Work item:
Quote all of the data that follows exactly as written, skipping the images.

Region pointing data:
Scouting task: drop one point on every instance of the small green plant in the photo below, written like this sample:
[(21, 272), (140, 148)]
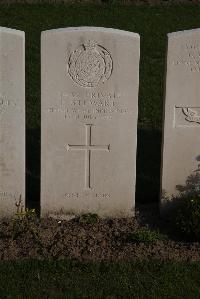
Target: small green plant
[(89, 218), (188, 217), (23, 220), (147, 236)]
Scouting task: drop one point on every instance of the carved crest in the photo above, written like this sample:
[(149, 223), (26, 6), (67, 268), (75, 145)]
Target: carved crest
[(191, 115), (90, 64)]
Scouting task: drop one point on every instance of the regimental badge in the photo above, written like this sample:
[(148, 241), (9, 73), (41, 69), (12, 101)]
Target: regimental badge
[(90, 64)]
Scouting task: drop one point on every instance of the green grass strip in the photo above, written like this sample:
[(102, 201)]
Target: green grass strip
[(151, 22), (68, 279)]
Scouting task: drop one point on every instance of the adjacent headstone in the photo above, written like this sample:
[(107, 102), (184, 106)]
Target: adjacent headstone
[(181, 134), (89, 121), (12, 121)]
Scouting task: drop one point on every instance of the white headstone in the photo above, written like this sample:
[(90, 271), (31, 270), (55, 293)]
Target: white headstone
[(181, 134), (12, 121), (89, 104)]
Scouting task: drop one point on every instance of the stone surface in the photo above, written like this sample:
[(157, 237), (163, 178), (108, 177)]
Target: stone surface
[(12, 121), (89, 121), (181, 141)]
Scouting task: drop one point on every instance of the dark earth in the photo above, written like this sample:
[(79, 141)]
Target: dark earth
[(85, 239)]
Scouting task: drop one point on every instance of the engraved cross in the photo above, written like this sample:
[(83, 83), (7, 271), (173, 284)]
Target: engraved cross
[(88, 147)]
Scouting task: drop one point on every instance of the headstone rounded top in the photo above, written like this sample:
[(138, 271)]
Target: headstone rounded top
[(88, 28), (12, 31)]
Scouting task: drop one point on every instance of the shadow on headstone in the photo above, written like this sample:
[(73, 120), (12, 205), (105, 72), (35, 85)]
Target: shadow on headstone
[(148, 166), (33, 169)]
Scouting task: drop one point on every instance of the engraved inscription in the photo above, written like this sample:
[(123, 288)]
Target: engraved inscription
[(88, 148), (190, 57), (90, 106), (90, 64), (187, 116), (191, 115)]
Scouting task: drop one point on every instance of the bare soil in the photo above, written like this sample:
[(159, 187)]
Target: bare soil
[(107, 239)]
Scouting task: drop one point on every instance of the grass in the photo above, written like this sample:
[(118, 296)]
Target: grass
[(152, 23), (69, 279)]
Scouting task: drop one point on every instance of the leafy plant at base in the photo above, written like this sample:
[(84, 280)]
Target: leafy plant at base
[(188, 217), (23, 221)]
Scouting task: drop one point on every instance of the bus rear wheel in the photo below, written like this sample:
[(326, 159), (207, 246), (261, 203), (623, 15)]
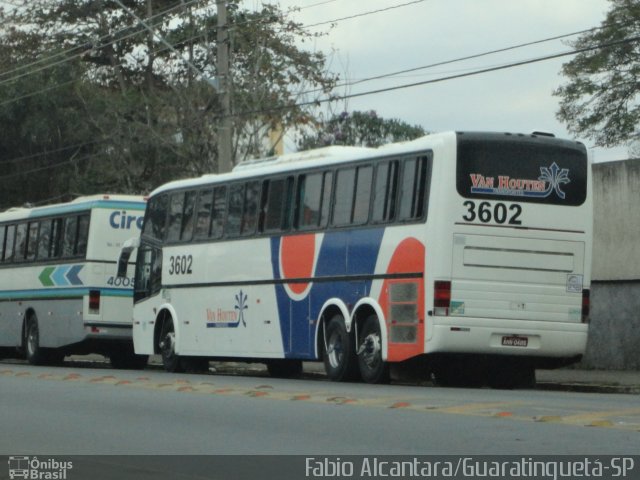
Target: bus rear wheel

Result of this exercise:
Scouting task: drop one point on every instance of the small green plant in the photo below, written like this sample:
[(21, 272), (140, 148)]
Target: small green plant
[(89, 218), (188, 217), (23, 220), (147, 236)]
Scouting task: drop one point on every instance of the carved crest in the photo above, written like this sample:
[(149, 223), (26, 6), (67, 268), (75, 145)]
Target: carved crest
[(191, 115), (90, 64)]
Scouting task: drop one point on every instance of the regimental badge in the photo above, written like this sample:
[(148, 241), (9, 73), (41, 69), (12, 101)]
Target: regimental badge
[(90, 64)]
Scouting task: drop one point on every instance of the green grass strip in the photo above, written like this sample:
[(102, 201)]
Target: green grass strip
[(151, 22), (68, 279)]
Scouting task: drop one point on every instance of the adjacent headstone in the photo above, written like this sample:
[(107, 102), (184, 106)]
Target: adjacent headstone
[(181, 134), (89, 121), (12, 121)]
Scouting task: drop one point on every instance of the white headstone in the photo above, written like this sample:
[(90, 271), (31, 270), (55, 293)]
Target: white headstone
[(181, 134), (12, 121), (89, 104)]
Scouting task: drop one point on every instance of the stone surface in the photo above, written like this sample:
[(157, 237), (163, 178), (108, 177)]
Target: stone surface
[(12, 121), (89, 121), (181, 141)]
Scouting task: drop one point on every instance of the dark earth in the photo above, written like this sample:
[(79, 141)]
Target: dark earth
[(85, 239)]
Scouting task: drop one point on every instance of the engraved cross in the photo above, written like this sample:
[(83, 83), (7, 271), (173, 284)]
Target: engraved cross
[(88, 147)]
Scouting task: drop one point on every instance of the headstone rounded top in the photo above, written like this sample:
[(138, 271)]
Target: headstone rounded top
[(88, 28), (12, 31)]
Scouting task: drop one point on every instance of the shadow on headstone in the photo above, written like this sample:
[(73, 120), (12, 205), (105, 72), (35, 85)]
Target: shadow on headstone
[(148, 166), (33, 169)]
Scouting task: drop one point on every instance of the engraved inscription in the photo above, written like this sample:
[(123, 288)]
Target: engraved inscription
[(88, 148), (190, 57), (90, 106), (90, 64), (187, 116), (191, 115)]
Scouting task: drop one point on every instance of the bare soil in the photo above, written like this sample:
[(159, 187)]
Target: bare soil
[(107, 239)]
Scouting task: drop one point on every instance of the grass in the photo above, written like this sample:
[(118, 296)]
Target: grass
[(152, 23), (69, 279)]
Scouting task: drop one point on every instance of the leafy plant at base in the photo above, written like this sample:
[(84, 280)]
Target: leafy plant at base
[(188, 217), (23, 221)]
Scouting task: drop one point on every instance of the bus rear wheel in the photo below, written like this sample:
[(326, 159), (207, 246), (261, 203), (623, 15)]
Target: bus rear wheel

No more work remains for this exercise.